**Exercise input**
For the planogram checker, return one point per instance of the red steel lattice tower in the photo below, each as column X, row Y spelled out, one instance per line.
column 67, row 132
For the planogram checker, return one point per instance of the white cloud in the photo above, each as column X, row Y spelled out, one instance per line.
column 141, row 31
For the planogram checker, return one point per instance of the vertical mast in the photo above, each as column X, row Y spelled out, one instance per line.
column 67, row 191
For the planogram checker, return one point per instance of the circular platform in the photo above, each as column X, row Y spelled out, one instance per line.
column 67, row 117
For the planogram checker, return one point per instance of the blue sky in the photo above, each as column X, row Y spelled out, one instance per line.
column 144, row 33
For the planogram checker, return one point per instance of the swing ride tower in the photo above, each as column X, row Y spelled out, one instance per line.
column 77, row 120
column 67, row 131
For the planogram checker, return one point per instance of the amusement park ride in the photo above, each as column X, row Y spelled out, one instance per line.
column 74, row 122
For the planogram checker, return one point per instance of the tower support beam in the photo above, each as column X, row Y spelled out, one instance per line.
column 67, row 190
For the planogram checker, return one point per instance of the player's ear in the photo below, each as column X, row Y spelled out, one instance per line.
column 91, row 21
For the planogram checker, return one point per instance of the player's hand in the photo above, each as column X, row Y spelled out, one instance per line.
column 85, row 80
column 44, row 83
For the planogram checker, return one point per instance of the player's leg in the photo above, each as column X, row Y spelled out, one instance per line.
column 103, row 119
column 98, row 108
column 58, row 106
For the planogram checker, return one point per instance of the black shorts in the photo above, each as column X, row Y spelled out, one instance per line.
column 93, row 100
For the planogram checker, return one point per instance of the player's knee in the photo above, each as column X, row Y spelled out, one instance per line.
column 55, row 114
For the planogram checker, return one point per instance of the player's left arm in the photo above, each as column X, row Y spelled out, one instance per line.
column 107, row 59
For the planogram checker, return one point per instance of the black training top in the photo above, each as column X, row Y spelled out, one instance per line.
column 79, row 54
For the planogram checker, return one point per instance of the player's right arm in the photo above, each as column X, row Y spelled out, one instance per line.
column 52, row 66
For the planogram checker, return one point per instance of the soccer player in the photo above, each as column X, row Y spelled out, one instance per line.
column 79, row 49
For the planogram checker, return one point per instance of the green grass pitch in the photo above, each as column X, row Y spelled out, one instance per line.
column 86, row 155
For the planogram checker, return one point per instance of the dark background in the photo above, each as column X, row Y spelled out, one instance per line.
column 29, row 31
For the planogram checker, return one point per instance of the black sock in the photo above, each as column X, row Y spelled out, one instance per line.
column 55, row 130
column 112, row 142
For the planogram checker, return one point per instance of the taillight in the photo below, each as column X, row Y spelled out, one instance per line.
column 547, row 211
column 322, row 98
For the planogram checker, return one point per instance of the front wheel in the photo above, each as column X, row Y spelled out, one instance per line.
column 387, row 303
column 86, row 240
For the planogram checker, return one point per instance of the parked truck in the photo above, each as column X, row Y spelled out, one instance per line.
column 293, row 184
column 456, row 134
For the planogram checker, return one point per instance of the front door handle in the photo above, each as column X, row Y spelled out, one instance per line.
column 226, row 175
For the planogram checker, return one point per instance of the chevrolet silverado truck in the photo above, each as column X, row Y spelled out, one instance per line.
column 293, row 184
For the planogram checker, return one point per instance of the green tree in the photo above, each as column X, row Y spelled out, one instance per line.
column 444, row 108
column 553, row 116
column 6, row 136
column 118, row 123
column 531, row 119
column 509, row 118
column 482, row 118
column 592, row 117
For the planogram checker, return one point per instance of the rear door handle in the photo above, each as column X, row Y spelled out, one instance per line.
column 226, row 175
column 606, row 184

* * *

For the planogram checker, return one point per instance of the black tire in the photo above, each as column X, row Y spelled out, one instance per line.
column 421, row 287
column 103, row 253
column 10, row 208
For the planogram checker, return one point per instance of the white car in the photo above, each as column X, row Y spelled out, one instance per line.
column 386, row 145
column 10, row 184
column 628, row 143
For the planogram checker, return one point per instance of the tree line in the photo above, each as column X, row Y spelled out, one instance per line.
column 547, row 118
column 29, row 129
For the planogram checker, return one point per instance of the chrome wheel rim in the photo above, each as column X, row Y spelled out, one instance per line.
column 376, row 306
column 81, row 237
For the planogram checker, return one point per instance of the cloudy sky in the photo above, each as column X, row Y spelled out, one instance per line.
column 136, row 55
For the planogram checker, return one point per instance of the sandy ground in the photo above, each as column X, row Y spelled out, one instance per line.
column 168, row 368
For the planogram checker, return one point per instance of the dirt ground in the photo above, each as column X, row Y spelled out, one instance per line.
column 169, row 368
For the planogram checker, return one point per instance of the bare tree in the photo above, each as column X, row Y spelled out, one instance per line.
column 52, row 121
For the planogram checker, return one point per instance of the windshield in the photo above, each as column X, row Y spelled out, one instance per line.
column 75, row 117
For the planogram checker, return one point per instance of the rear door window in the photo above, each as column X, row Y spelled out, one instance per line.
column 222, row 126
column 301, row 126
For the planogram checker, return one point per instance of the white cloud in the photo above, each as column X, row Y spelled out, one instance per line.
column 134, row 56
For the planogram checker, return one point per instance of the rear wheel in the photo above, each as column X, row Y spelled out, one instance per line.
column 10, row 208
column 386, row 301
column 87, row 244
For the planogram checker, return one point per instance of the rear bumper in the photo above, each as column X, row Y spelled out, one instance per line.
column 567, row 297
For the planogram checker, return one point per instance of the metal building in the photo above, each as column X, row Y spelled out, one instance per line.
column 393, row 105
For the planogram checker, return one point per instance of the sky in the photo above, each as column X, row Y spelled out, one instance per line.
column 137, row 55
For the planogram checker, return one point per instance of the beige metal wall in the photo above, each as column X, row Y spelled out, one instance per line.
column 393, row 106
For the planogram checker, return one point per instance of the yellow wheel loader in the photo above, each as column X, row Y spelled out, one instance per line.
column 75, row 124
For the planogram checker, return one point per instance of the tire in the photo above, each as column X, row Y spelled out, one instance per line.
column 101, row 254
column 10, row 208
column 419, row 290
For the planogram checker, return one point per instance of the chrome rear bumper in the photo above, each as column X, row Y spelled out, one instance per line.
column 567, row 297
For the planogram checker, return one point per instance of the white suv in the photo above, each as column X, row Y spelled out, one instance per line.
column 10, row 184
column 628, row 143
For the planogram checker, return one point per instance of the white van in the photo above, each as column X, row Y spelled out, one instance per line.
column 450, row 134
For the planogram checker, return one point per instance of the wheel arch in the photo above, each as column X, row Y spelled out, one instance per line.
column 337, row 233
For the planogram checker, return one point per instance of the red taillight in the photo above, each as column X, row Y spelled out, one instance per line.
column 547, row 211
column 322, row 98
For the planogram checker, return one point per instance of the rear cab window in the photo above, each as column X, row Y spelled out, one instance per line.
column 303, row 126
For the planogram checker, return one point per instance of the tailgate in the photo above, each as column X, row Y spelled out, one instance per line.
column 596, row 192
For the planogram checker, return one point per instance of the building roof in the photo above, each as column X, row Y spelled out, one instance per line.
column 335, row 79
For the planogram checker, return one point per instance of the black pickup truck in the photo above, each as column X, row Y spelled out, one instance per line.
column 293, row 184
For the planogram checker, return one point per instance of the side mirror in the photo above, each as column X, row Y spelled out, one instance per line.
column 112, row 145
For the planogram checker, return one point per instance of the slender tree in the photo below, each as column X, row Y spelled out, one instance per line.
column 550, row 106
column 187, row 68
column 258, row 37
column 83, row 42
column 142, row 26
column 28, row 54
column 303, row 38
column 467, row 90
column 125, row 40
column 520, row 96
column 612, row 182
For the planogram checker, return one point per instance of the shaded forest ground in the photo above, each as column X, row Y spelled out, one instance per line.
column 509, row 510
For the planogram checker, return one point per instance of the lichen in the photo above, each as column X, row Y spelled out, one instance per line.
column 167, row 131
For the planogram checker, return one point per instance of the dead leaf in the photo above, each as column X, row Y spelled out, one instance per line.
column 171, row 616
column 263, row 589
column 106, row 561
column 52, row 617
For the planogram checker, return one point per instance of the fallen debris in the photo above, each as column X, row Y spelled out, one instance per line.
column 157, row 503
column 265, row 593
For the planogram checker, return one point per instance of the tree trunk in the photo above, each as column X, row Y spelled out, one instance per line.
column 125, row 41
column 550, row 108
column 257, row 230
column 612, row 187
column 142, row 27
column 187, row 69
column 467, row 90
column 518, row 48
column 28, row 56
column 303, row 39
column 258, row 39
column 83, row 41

**Short problem**
Count the lines in the entries above that contain the string "building", treating case as significant, and give only the number.

**Task response**
2